__Tasks__:
1. From the engineering log post, quote the passage from "The Solution: A" up to and including "the limited hardware.".
2. In the engineering log post, what legacy university hardware was the summariser built on?
3. Decide whether each statement agrees with the engineering log post, answering yes or no and quoting the deciding words.
(a) The system used OpenAI Whisper for speech-to-text transcription.
(b) The legacy hardware included Tensor Cores.
(c) The pipeline was meant to output a 10-minute highlight reel from an hour-long video.

__Text shown__:
###

Back to Engineering Log

Engineering Efficiency: Building a Video-to-Video AI Summariser on Legacy Hardware

2025-10-24

The Challenge

We live in an era of information overload. Whether it’s university lectures, security footage, or corporate town halls, valuable "signal" is often buried in hours of "noise." Manual summarisation is slow, cognitively draining, and unscalable.

While text summarisation tools exist, they lose the visual context essential for learning and surveillance. The engineering challenge was not just to build an AI that could "watch" and "listen," but to make it generate a coherent video summary—and to do it all on 10-year-old legacy university hardware (Dual GTX 1080s) with no Tensor Cores and strict network restrictions.

The Vision

The goal was simple but ambitious: 92% time efficiency. I wanted to build a pipeline that could ingest an hour-long video and autonomously output a 5-minute highlight reel that retained the narrative arc, key visual diagrams, and audio context—turning a 2-hour lecture into a consumable asset in minutes.

The Solution: A Three-Layer Architecture

To solve this, I designed a modular, three-layer "Video Understanding System". By decoupling the ingestion, reasoning, and rendering phases, I could optimize each layer independently for the limited hardware.

Layer 1: Ingestion & Feature Extraction

  • The "Eyes and Ears": We used OpenAI Whisper for robust speech-to-text transcription and FFmpeg for visual feature extraction.
  • Smart Chunking: To handle VRAM limitations, the system splits long videos into manageable chunks, filtering out silence and static scenes before they ever hit the heavy AI models.

Layer 2: The AI Core (The Brain)

  • Multi-Modal Fusion: This layer fuses the audio transcripts with visual data. I deployed GPT-OSS (swappable with Llama3) to semantically "understand" the content.

###

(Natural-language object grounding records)
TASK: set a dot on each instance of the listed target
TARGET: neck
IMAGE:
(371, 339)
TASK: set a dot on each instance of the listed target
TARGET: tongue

###

__Results of the tasks__:
1.
The Solution: A Three-Layer Architecture

To solve this, I designed a modular, three-layer "Video Understanding System". By decoupling the ingestion, reasoning, and rendering phases, I could optimize each layer independently for the limited hardware.

2. Dual GTX 1080s, which were 10 years old.

3.
(a) Yes: "We used OpenAI Whisper for robust speech-to-text transcription"
(b) No: "with no Tensor Cores and strict network restrictions"
(c) No: "autonomously output a 5-minute highlight reel"